##### Excerpt #####

Discussion
Using the comprehensive Vektis databases, we were able to estimate the real-world age group-specific incidence of heart valve implantations, subsequent survival and complications as well as the associated healthcare costs of all patients in the Netherlands who had undergone a heart valve implantation during our study period. Although the estimates are specific to the Dutch healthcare system, the results regarding differences between age groups, distribution of costs over types of healthcare and associations between patient and intervention characteristics and healthcare costs are also relevant for other countries. Our results can help raise awareness of the costs associated with heart valve implantations among clinicians and healthcare policy makers, which is important in the current era of limited healthcare budgets. However, we want to emphasise that considerations about costs should not play a role in the treatment decision for individual patients. Instead the results can be used as a benchmark in cost-effectiveness analyses for new technologies that will be introduced in clinical practice in the future, such as tissue-engineered heart valves.5
This study has shown that Dutch health insurers spent over €120 million per year on procedure costs for heart valve implantations, of which 2% is spent on children, 17% on young adults, 26% on middle aged and 56% on elderly patients. Although there were no substantial differences in procedure costs between age groups, the costs of SVR were generally higher in older patients, while costs of TVI were lower for older patients. There was no trend in complication costs in relation to age groups. In addition to procedure costs, patients had excess healthcare costs after the heart valve implantation compared with controls in almost all types of healthcare. These excess healthcare costs were especially high in the year of heart valve implantation; 41 (children), 14 (young adults), 9 (middle aged) and 5 (elderly) fold higher in patients than controls. In the subsequent postintervention years, however, the excess healthcare costs decreased. This decrease may be explained by survival of the fittest patients.
In contrast to other types of healthcare, the costs of nursing homes were substantially lower for elderly patients than for controls. This may be caused by selection bias of relatively healthy elderly patients for SVR. Patients living in nursing homes may be less likely to undergo heart valve implantation due to other factors influencing someone’s health state, such as frailty or dementia. Since these factors could not be taken into account when defining the control sample, people living in nursing homes may be over-represented in the control group as compared with the patient group.

#####

Continue the discussion of heart valve implantation costs in the Netherlands from the point where it stops.

##### Provided data #####

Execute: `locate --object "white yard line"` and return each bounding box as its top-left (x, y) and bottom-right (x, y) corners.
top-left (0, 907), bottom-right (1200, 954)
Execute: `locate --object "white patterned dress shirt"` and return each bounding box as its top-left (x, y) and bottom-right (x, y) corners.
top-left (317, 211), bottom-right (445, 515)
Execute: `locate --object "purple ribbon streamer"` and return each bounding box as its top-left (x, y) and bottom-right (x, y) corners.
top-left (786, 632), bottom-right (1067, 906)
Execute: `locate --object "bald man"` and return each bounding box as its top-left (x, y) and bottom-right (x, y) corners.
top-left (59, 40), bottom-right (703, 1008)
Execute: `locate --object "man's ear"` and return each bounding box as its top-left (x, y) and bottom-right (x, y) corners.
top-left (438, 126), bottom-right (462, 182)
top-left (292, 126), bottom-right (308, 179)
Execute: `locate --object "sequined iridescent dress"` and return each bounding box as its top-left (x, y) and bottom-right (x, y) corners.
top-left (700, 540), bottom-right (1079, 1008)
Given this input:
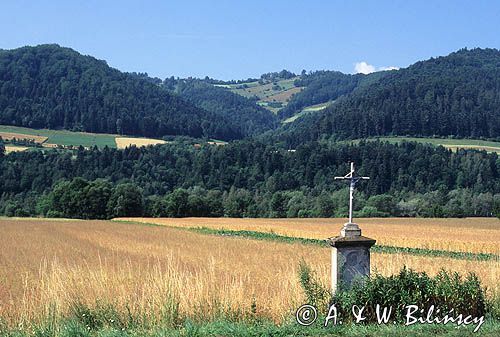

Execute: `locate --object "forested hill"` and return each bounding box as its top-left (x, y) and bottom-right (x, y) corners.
top-left (275, 49), bottom-right (500, 146)
top-left (0, 45), bottom-right (243, 140)
top-left (163, 77), bottom-right (278, 136)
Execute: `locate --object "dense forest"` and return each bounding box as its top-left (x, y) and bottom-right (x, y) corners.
top-left (0, 141), bottom-right (500, 218)
top-left (277, 49), bottom-right (500, 146)
top-left (0, 45), bottom-right (248, 140)
top-left (0, 45), bottom-right (500, 219)
top-left (163, 77), bottom-right (278, 136)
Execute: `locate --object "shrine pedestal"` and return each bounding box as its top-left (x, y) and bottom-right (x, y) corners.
top-left (328, 223), bottom-right (376, 293)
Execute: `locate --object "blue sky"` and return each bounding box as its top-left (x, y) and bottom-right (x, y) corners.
top-left (0, 0), bottom-right (500, 79)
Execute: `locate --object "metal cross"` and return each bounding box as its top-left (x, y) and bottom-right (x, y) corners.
top-left (335, 162), bottom-right (370, 223)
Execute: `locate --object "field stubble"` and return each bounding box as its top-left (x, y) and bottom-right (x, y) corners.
top-left (0, 219), bottom-right (500, 326)
top-left (116, 218), bottom-right (500, 255)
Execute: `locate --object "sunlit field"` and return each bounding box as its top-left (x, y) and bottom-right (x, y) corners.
top-left (117, 218), bottom-right (500, 255)
top-left (0, 215), bottom-right (500, 326)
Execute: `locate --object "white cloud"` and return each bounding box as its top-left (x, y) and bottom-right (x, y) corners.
top-left (354, 61), bottom-right (399, 74)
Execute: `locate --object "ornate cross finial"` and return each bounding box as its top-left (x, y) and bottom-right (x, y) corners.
top-left (335, 162), bottom-right (370, 236)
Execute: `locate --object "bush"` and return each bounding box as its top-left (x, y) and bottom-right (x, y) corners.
top-left (333, 268), bottom-right (487, 323)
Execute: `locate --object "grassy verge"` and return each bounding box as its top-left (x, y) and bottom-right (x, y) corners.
top-left (113, 220), bottom-right (500, 261)
top-left (0, 318), bottom-right (500, 337)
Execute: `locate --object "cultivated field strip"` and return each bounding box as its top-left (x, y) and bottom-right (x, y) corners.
top-left (117, 218), bottom-right (500, 255)
top-left (0, 219), bottom-right (500, 324)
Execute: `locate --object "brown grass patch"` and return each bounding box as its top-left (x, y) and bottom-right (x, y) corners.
top-left (0, 132), bottom-right (48, 144)
top-left (115, 137), bottom-right (166, 149)
top-left (5, 145), bottom-right (28, 153)
top-left (0, 219), bottom-right (500, 325)
top-left (118, 218), bottom-right (500, 255)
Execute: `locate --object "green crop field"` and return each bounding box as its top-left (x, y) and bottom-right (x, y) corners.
top-left (282, 102), bottom-right (333, 124)
top-left (226, 77), bottom-right (301, 113)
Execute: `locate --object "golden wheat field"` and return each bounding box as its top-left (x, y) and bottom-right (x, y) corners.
top-left (0, 218), bottom-right (500, 326)
top-left (5, 145), bottom-right (28, 153)
top-left (0, 132), bottom-right (48, 143)
top-left (116, 218), bottom-right (500, 255)
top-left (115, 137), bottom-right (166, 149)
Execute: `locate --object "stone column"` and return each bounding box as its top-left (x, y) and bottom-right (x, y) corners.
top-left (328, 223), bottom-right (375, 293)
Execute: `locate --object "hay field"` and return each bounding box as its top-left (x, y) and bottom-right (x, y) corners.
top-left (117, 218), bottom-right (500, 255)
top-left (115, 137), bottom-right (166, 149)
top-left (5, 145), bottom-right (28, 153)
top-left (372, 137), bottom-right (500, 153)
top-left (0, 132), bottom-right (48, 144)
top-left (0, 218), bottom-right (500, 326)
top-left (266, 87), bottom-right (302, 103)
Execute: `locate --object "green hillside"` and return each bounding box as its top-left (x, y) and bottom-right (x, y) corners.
top-left (275, 49), bottom-right (500, 146)
top-left (0, 45), bottom-right (243, 140)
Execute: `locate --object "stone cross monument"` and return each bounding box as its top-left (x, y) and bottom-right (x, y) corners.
top-left (328, 163), bottom-right (375, 293)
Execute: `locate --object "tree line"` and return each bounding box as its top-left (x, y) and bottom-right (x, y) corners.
top-left (277, 49), bottom-right (500, 146)
top-left (0, 141), bottom-right (500, 218)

#####

The answer:
As expected, older age, female gender, comorbidities, low SES and/or experiencing complications (including death) were associated with higher annual healthcare costs. It should be noted that the aim of this study was to describe and predict costs and that it does not make casual claims. Nevertheless, some explanations for the associations can be considered. The association of lower SES and poor health has also been shown consistently in previous research.10 The association of gender and costs, even after adjusting for comorbidities and complications, is in line with previous research that found that women have higher healthcare costs than men.11 In cardiovascular diseases, this might be due to the different preoperative risks profiles of women compared with men,12 13 which may be caused by delayed presentation or diagnosis of valve problems and/or later referral to cardiothoracic surgery of women.12 If these different risk profiles result in slower or impaired recovery of women compared with men, this might result in more use of healthcare and thereby higher annual healthcare costs.
Strengths and limitations
An important strength of our study is the use of databases including the health insurance claims of 99% of Dutch residents. Therefore, almost all patients that have undergone heart valve implantations during our study period were included, and we presented outcomes in a diverse study population that reflects the range and distribution of patients in clinical practice instead of focusing on specific age or risk groups.14 This resulted in comprehensive analyses of the real-world healthcare costs associated with heart valve implantations with high external validity and generalisability. Since healthcare decision makers need information about the cost-effectiveness in the real world, our results provide valuable input for the costs in cost-effectiveness analyses based on data generated in routine care instead of under experimental conditions.14 Furthermore, this study provided a unique insight in the differences in incidence, health outcomes and associated healthcare costs of heart valve implantations of patients with all ages, divided over four informative age groups.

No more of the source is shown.